## TEXT SEGMENT
And so, filled with renewed energy at last, we all decided that we’d go back the next day, too—not to do more interviews, since we doubted we’d find anyone else, but to see the cemetery, to make at least a token visit to the place where members of my family had been buried for three hundred years.
We had no hope of finding specific graves. The headstones, we knew, would all be in Hebrew, eroded, and difficult to decipher; and besides, we knew that in these old Jewish cemeteries, family names were rarely used, since the custom was still the biblical one: here lies so-and-so, son or daughter of so-and so. And we knew, too, from an earlier visit Alex had made, that there were hundreds and hundreds of them. Another haystack; more needles. Still, we went.

The hour-and-a-half drive from L’viv to Bolechow seemed shorter the next day; we were all in high spirits, still talking about our discoveries of the day before. Our luck had changed. And indeed, as we pulled up alongside the little creek that runs along one side of the ancient cemetery, Matt started shouting.

Stop! Stop! Sima Jäger! Sima Jäger! he said, over and over, pointing off to the right.

## DATA SHOWN
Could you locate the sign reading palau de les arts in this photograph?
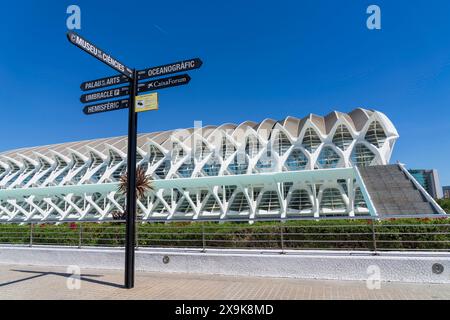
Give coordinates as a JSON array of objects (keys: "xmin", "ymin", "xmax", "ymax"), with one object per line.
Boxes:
[{"xmin": 67, "ymin": 31, "xmax": 202, "ymax": 289}]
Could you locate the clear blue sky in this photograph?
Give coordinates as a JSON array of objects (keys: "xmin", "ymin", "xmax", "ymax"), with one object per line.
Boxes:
[{"xmin": 0, "ymin": 0, "xmax": 450, "ymax": 185}]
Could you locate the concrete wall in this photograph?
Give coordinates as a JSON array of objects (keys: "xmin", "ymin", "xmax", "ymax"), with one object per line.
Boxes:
[{"xmin": 0, "ymin": 247, "xmax": 450, "ymax": 283}]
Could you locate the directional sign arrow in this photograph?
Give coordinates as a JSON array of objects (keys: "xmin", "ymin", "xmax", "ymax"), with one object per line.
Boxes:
[
  {"xmin": 83, "ymin": 99, "xmax": 128, "ymax": 115},
  {"xmin": 138, "ymin": 74, "xmax": 191, "ymax": 93},
  {"xmin": 80, "ymin": 86, "xmax": 130, "ymax": 103},
  {"xmin": 83, "ymin": 99, "xmax": 128, "ymax": 115},
  {"xmin": 138, "ymin": 58, "xmax": 203, "ymax": 80},
  {"xmin": 80, "ymin": 74, "xmax": 129, "ymax": 91},
  {"xmin": 67, "ymin": 31, "xmax": 133, "ymax": 79}
]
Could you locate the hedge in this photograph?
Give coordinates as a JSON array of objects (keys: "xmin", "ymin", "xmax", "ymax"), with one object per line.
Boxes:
[{"xmin": 0, "ymin": 219, "xmax": 450, "ymax": 250}]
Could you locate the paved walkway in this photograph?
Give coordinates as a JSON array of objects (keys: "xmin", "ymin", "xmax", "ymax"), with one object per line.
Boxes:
[{"xmin": 0, "ymin": 265, "xmax": 450, "ymax": 300}]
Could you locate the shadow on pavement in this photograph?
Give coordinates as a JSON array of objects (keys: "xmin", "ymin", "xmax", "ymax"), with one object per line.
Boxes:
[{"xmin": 0, "ymin": 269, "xmax": 124, "ymax": 288}]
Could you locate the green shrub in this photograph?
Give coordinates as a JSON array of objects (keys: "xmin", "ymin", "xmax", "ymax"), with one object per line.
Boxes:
[{"xmin": 0, "ymin": 219, "xmax": 450, "ymax": 250}]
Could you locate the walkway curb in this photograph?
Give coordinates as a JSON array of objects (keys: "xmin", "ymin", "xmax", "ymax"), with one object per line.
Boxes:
[{"xmin": 0, "ymin": 246, "xmax": 450, "ymax": 283}]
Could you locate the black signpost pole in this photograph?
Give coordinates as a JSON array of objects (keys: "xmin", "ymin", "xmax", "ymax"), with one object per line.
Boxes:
[
  {"xmin": 125, "ymin": 70, "xmax": 137, "ymax": 289},
  {"xmin": 67, "ymin": 31, "xmax": 203, "ymax": 289}
]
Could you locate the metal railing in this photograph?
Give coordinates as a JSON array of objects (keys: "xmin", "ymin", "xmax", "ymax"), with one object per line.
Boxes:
[{"xmin": 0, "ymin": 217, "xmax": 450, "ymax": 253}]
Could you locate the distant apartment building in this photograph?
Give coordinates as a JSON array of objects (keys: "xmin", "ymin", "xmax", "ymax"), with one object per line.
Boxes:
[
  {"xmin": 408, "ymin": 169, "xmax": 443, "ymax": 199},
  {"xmin": 442, "ymin": 186, "xmax": 450, "ymax": 199}
]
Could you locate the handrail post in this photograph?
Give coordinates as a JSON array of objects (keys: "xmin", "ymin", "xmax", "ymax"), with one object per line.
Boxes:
[
  {"xmin": 371, "ymin": 219, "xmax": 377, "ymax": 255},
  {"xmin": 202, "ymin": 223, "xmax": 206, "ymax": 252},
  {"xmin": 30, "ymin": 222, "xmax": 33, "ymax": 247},
  {"xmin": 280, "ymin": 224, "xmax": 285, "ymax": 254},
  {"xmin": 78, "ymin": 222, "xmax": 83, "ymax": 249},
  {"xmin": 135, "ymin": 221, "xmax": 139, "ymax": 250}
]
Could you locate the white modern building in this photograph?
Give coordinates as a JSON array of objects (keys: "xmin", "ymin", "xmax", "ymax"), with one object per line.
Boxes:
[{"xmin": 0, "ymin": 108, "xmax": 440, "ymax": 222}]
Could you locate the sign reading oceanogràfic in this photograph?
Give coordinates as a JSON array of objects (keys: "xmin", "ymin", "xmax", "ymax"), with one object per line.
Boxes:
[
  {"xmin": 134, "ymin": 92, "xmax": 158, "ymax": 112},
  {"xmin": 80, "ymin": 86, "xmax": 130, "ymax": 103},
  {"xmin": 67, "ymin": 31, "xmax": 133, "ymax": 79},
  {"xmin": 138, "ymin": 74, "xmax": 191, "ymax": 92},
  {"xmin": 138, "ymin": 58, "xmax": 203, "ymax": 80},
  {"xmin": 80, "ymin": 74, "xmax": 128, "ymax": 91},
  {"xmin": 83, "ymin": 99, "xmax": 129, "ymax": 114}
]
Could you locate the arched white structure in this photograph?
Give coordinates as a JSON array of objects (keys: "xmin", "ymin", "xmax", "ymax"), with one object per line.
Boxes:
[{"xmin": 0, "ymin": 108, "xmax": 398, "ymax": 221}]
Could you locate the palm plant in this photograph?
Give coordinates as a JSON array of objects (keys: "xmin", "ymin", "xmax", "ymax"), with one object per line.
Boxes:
[{"xmin": 112, "ymin": 166, "xmax": 154, "ymax": 220}]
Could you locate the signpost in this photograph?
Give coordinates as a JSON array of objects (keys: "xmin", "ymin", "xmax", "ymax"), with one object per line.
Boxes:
[
  {"xmin": 136, "ymin": 92, "xmax": 158, "ymax": 112},
  {"xmin": 67, "ymin": 31, "xmax": 133, "ymax": 79},
  {"xmin": 83, "ymin": 99, "xmax": 129, "ymax": 114},
  {"xmin": 80, "ymin": 87, "xmax": 130, "ymax": 103},
  {"xmin": 138, "ymin": 58, "xmax": 203, "ymax": 80},
  {"xmin": 138, "ymin": 74, "xmax": 191, "ymax": 92},
  {"xmin": 67, "ymin": 31, "xmax": 202, "ymax": 289},
  {"xmin": 80, "ymin": 74, "xmax": 129, "ymax": 91}
]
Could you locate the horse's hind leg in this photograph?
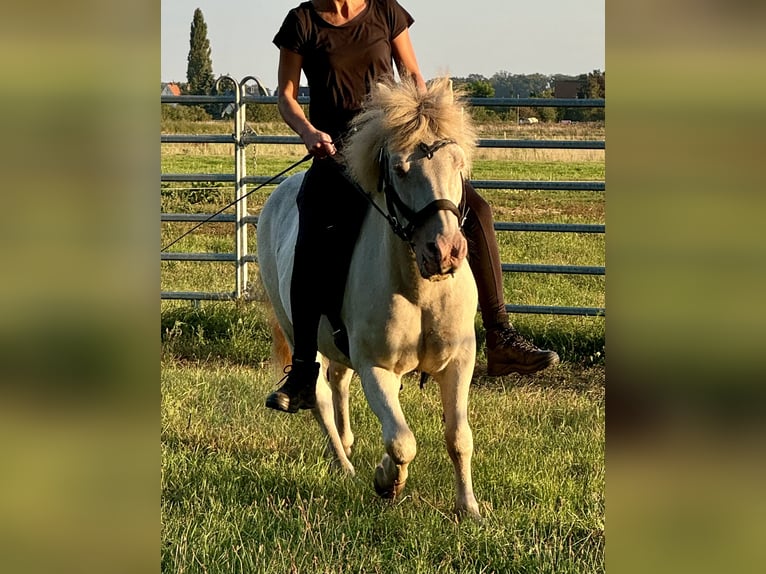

## EXERCISE INSTRUCTIONS
Answer these questions about the cemetery passage.
1. How long was the drive from L'viv to Bolechow?
2. In what language did the group expect the headstones to be written?
3. What name did Matt shout as they pulled up beside the creek?
Rely only on the cemetery passage, not on the data.

## REPLY TO THE EXERCISE
1. An hour and a half.
2. Hebrew.
3. Sima Jäger.